**Aim of the task**
Every line from the one with "Target: feathered body" to the end of the data needs to be copied exactly, and no line before it.

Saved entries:
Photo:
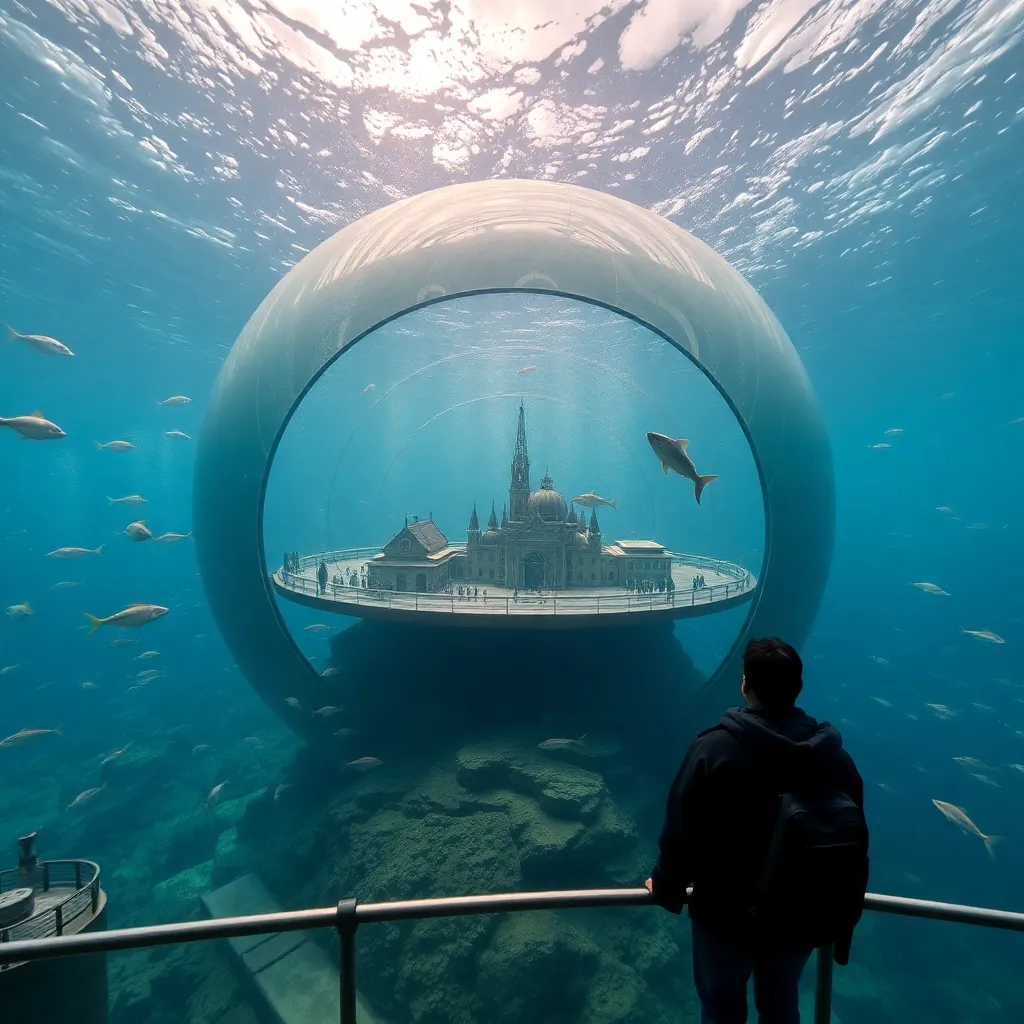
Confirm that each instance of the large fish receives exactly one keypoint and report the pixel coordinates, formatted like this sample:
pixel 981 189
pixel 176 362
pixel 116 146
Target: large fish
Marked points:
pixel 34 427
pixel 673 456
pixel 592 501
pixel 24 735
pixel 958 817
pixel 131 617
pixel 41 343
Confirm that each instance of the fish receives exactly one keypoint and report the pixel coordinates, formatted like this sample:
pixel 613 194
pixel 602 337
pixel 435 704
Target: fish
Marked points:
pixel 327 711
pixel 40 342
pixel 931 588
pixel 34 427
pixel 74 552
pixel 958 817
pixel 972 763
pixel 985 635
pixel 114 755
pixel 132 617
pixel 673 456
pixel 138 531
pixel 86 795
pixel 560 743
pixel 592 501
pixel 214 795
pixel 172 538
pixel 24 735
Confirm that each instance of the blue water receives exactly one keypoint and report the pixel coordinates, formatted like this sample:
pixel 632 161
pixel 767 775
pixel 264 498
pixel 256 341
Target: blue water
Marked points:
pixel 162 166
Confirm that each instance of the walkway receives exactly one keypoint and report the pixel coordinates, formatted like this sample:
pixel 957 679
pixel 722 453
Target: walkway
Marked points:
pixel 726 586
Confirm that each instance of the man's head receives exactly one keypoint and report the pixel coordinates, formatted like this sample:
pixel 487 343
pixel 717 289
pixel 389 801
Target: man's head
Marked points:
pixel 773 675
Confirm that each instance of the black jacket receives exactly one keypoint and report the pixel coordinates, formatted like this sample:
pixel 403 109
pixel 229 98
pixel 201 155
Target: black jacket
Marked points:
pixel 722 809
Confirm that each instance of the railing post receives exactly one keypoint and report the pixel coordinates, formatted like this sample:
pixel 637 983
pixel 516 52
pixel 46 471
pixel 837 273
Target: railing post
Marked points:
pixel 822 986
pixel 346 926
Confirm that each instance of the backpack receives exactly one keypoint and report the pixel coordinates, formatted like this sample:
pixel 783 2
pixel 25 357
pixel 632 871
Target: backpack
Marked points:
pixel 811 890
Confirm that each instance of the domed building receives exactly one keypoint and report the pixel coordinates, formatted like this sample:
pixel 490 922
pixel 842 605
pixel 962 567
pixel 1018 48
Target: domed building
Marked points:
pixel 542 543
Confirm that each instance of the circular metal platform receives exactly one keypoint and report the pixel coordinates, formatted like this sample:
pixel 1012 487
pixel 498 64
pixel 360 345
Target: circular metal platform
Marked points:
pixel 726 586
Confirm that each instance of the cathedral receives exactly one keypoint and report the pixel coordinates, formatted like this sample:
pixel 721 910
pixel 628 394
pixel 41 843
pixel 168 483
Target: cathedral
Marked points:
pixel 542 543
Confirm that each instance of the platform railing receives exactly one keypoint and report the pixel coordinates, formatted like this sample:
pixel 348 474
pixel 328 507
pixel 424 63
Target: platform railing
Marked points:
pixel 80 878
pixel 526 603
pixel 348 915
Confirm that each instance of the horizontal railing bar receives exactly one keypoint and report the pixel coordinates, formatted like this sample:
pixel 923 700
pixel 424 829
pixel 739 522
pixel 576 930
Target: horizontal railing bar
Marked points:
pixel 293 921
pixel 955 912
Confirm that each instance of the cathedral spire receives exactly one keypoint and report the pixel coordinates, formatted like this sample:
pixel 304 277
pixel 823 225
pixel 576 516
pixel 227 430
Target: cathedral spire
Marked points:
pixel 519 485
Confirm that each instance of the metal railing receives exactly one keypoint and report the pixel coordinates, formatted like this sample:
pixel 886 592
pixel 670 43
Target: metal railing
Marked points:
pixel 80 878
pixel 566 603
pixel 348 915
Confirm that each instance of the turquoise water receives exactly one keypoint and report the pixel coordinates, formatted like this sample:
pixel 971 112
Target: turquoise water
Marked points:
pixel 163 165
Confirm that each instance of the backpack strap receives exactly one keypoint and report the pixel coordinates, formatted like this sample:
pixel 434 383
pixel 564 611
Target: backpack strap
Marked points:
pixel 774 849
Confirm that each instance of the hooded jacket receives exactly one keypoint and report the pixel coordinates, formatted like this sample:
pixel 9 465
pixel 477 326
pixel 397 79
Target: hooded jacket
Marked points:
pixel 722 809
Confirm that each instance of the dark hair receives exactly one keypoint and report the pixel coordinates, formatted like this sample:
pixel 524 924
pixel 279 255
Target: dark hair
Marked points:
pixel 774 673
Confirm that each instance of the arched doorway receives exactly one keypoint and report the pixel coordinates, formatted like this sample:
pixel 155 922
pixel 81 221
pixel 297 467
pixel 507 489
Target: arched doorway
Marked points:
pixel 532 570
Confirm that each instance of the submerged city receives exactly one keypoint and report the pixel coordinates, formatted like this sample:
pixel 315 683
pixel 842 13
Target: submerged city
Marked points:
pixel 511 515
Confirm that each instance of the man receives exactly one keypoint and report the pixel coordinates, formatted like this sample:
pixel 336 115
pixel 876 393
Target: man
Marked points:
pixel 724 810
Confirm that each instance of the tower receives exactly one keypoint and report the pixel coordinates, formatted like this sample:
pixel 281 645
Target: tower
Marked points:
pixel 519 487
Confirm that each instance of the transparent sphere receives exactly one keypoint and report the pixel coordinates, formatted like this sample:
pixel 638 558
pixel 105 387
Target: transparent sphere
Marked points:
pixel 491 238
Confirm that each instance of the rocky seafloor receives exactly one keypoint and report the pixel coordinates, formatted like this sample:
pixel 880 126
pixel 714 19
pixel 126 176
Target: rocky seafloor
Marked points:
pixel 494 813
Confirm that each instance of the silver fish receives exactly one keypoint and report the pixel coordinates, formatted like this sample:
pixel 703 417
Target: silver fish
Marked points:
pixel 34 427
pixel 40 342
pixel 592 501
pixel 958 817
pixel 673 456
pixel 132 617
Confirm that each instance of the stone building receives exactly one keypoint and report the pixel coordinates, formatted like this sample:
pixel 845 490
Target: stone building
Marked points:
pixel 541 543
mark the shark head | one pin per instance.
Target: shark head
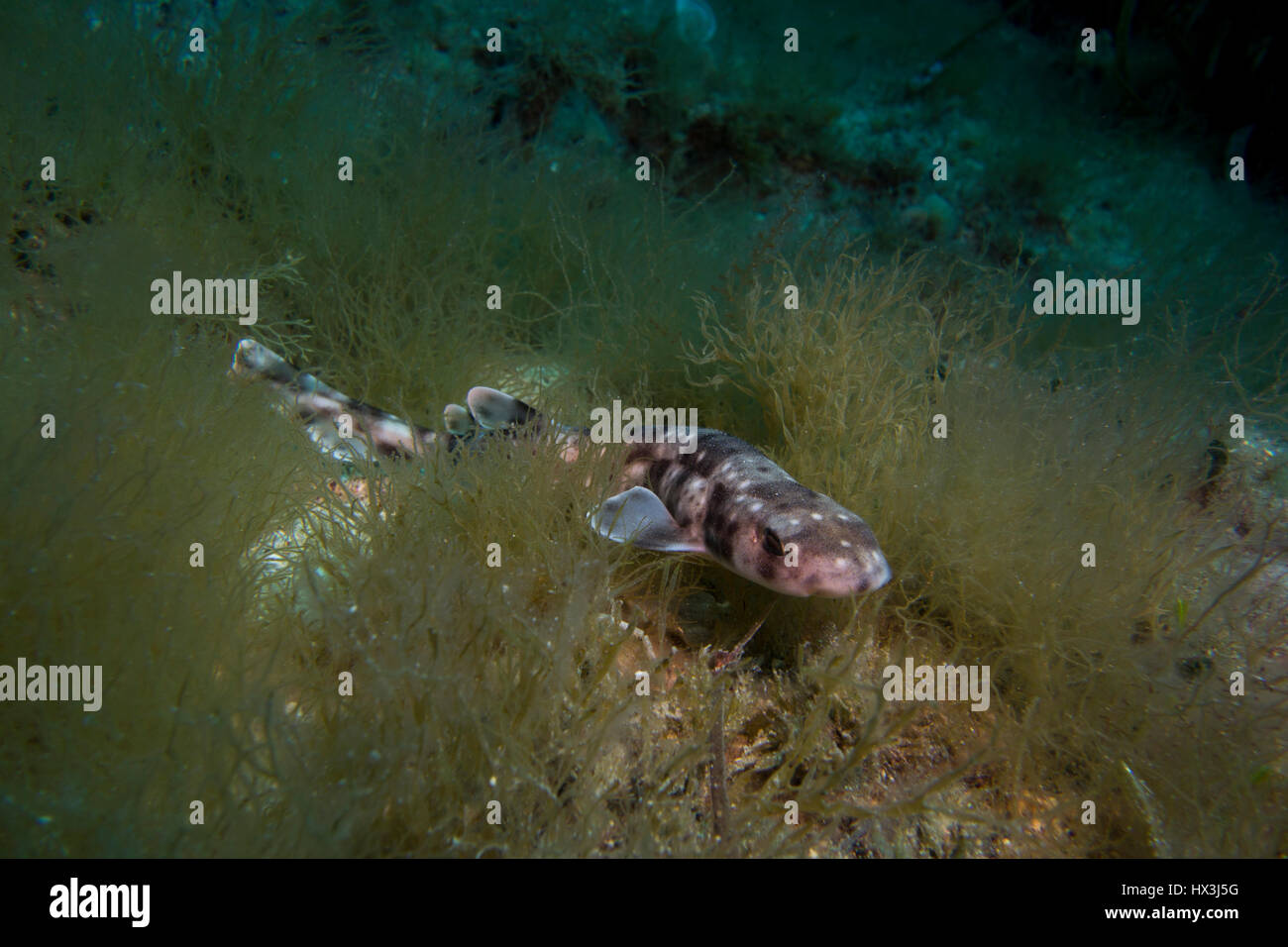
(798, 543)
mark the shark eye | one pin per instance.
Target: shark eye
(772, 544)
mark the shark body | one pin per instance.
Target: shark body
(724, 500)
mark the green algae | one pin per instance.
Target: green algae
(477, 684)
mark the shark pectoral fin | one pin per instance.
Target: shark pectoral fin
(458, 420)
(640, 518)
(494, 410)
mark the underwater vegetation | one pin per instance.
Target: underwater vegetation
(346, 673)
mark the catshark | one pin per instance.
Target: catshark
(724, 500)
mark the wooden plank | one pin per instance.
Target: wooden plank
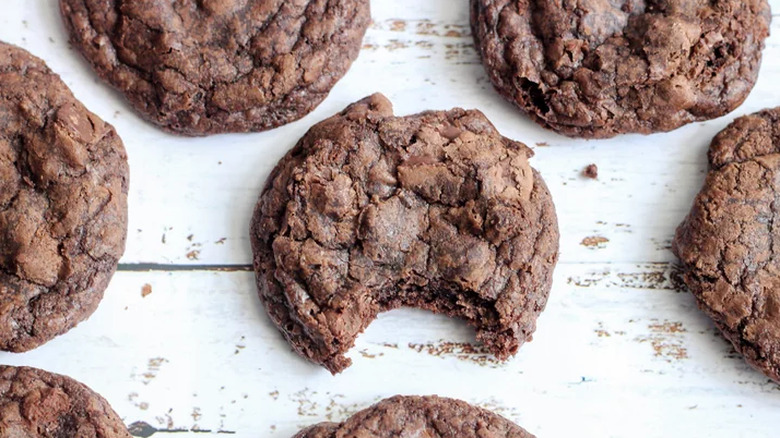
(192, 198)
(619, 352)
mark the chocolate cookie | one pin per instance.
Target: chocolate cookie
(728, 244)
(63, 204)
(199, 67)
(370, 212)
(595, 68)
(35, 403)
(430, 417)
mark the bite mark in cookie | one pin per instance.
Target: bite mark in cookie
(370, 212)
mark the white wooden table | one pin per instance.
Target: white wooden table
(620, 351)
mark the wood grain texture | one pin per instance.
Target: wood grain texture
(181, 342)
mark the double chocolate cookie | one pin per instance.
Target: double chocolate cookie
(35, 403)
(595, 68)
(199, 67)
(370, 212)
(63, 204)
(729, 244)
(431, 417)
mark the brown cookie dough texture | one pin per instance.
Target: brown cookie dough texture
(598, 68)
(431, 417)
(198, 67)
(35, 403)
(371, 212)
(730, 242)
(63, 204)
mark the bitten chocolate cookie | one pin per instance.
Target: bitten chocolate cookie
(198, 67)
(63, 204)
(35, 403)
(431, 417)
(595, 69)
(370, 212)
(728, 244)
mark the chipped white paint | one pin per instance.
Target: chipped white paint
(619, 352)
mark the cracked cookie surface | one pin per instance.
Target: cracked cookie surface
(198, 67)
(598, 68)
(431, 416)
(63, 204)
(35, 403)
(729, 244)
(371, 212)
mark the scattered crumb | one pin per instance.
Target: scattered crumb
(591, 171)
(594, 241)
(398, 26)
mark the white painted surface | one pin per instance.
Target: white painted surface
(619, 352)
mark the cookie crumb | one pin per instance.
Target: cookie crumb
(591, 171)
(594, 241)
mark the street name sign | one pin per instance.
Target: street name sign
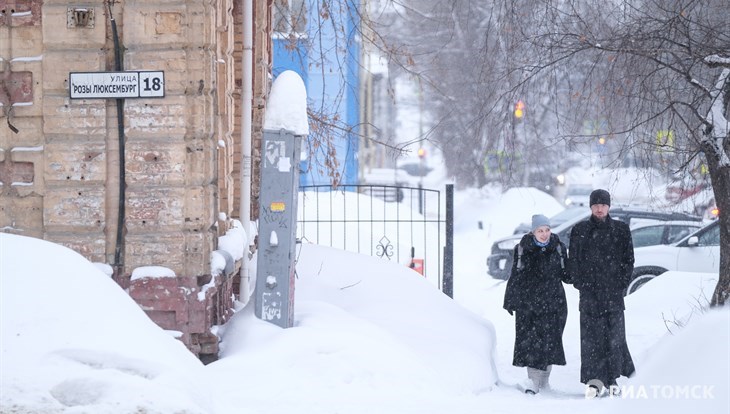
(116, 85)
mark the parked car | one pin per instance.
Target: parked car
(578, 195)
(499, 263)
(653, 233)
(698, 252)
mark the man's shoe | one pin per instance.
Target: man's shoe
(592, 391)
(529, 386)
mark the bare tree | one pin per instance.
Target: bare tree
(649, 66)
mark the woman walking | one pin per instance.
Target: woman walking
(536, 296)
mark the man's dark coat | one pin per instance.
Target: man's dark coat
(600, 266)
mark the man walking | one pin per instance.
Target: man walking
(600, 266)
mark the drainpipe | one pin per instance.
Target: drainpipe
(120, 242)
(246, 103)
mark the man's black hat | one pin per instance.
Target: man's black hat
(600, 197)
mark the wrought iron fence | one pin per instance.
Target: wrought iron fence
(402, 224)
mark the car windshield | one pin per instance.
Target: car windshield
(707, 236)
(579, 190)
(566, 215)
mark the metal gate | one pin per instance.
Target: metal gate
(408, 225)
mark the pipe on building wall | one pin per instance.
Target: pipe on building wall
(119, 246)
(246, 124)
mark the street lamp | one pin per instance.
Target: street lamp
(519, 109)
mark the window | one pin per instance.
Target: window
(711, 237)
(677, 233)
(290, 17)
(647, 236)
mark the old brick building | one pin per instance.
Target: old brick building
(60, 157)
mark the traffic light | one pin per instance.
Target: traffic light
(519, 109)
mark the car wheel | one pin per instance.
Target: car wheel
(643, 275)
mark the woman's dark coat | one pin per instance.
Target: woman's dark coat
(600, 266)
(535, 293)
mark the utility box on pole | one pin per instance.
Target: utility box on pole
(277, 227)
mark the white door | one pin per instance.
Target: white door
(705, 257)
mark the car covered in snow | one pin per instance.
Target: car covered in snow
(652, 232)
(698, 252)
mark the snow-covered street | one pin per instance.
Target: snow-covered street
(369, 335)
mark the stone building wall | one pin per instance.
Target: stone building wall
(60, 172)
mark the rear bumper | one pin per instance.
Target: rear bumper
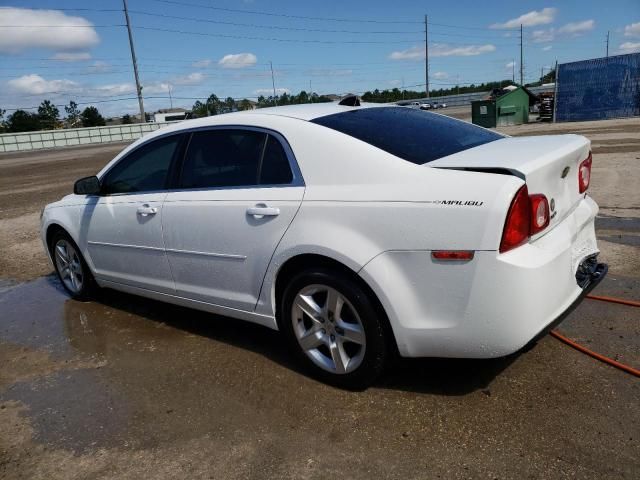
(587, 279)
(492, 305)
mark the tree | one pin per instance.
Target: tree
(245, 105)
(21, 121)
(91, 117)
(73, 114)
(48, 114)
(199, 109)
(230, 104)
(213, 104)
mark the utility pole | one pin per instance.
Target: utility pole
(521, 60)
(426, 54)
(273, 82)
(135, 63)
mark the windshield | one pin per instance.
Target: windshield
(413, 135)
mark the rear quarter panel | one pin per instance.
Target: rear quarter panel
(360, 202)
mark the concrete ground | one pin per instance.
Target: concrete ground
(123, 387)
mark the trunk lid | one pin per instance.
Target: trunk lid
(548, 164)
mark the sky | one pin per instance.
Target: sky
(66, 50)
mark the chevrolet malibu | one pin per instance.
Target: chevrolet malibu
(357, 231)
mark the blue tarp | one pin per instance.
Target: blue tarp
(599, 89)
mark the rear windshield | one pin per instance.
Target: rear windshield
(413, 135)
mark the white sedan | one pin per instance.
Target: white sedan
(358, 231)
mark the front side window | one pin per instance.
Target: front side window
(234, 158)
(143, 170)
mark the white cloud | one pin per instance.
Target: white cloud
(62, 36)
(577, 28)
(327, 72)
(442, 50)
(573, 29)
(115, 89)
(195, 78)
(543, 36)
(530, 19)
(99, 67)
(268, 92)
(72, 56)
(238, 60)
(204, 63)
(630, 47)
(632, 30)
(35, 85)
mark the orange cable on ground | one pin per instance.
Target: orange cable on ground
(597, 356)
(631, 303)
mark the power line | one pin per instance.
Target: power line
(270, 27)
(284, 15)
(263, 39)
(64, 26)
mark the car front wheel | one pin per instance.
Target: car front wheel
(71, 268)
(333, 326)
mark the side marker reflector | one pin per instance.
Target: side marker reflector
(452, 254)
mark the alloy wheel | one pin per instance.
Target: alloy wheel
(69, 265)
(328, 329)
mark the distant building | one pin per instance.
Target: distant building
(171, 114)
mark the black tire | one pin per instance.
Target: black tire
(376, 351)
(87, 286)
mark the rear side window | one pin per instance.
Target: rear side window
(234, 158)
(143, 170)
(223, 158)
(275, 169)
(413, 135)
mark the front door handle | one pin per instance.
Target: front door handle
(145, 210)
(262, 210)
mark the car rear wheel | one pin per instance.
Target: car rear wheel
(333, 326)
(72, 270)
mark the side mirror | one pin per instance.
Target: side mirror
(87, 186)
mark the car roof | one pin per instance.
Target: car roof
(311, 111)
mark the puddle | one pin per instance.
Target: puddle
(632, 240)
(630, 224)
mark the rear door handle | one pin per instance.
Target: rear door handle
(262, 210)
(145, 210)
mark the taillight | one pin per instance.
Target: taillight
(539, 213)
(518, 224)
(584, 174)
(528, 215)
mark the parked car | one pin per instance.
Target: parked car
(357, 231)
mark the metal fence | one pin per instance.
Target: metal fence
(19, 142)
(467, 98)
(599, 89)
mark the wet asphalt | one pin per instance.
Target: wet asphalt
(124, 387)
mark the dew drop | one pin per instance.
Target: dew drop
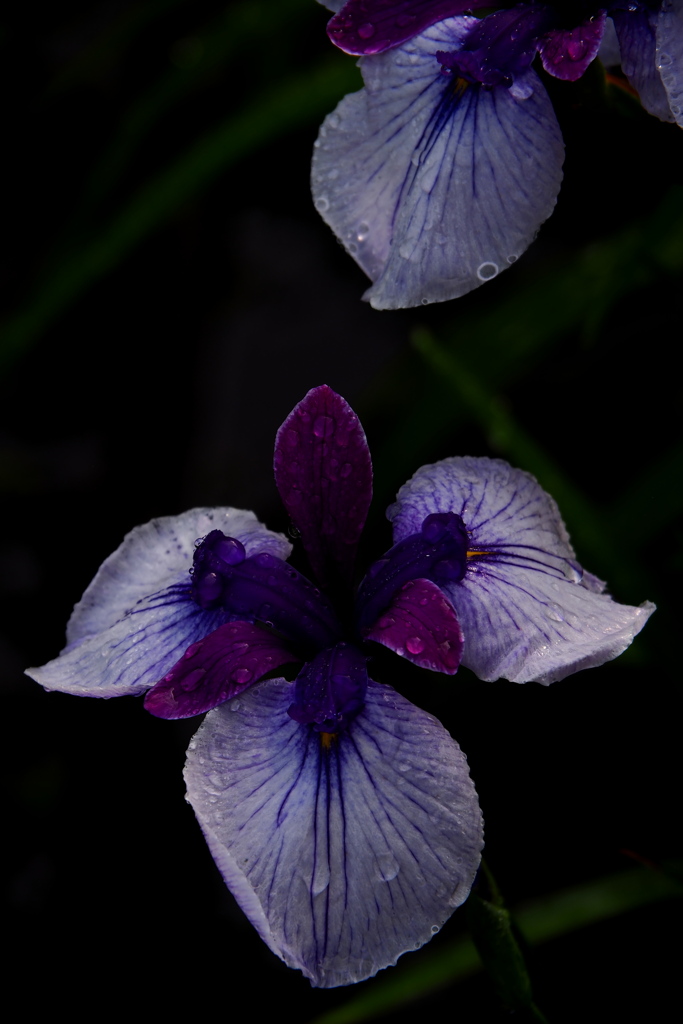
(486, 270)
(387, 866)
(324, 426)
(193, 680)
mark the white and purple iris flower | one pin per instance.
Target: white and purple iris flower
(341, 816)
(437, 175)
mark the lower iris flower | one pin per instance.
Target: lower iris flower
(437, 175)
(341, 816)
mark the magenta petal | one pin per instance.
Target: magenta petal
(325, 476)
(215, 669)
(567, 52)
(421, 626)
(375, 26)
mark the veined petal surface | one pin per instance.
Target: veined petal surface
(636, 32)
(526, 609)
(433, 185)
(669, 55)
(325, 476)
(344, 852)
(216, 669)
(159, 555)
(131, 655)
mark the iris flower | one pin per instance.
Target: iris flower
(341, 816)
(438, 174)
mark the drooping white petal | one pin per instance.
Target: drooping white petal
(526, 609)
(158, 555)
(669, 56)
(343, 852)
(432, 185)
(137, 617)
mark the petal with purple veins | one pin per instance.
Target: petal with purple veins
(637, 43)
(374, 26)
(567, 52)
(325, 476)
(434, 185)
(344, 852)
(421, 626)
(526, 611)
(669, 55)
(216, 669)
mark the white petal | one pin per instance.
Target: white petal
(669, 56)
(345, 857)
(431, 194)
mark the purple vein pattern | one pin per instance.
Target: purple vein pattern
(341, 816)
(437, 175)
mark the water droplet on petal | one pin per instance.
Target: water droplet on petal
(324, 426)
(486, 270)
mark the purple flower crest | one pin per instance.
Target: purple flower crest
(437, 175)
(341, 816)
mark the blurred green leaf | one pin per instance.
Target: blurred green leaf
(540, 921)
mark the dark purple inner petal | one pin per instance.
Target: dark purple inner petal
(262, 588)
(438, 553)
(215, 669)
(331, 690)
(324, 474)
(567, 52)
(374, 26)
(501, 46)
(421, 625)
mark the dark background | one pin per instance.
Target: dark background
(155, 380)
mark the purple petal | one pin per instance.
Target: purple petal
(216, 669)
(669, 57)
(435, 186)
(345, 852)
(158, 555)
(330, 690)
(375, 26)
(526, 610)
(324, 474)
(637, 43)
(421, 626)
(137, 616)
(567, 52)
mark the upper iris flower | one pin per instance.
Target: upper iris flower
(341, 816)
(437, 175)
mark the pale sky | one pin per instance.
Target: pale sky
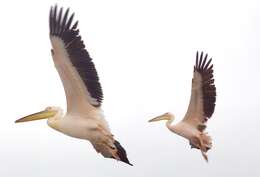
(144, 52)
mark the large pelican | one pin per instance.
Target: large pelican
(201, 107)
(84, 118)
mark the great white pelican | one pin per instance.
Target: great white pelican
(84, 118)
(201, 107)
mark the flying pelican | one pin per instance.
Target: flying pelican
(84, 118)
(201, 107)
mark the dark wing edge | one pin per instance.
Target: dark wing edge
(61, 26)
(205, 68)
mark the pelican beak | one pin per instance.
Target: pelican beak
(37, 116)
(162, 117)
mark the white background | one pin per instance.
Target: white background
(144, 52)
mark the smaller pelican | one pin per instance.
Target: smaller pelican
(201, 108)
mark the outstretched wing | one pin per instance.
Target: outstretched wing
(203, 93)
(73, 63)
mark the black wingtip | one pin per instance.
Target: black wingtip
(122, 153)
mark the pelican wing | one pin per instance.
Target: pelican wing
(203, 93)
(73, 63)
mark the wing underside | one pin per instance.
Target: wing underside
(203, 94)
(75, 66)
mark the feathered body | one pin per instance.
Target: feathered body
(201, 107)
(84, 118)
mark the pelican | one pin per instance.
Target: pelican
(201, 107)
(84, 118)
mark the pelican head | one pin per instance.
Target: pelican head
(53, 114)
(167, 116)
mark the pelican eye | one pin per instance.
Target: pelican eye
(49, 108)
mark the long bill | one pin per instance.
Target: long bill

**Task solution**
Target: feathered body
(201, 107)
(84, 118)
mark the pelican | one pin per instance.
Target: pelican
(201, 107)
(84, 118)
mark the pelican head | one pin per instance.
Target: pelican head
(53, 114)
(167, 116)
mark the pelican eye | one pin per instance.
Target: pelican eye
(49, 108)
mark the long bill | one pin per instance.
Target: long bill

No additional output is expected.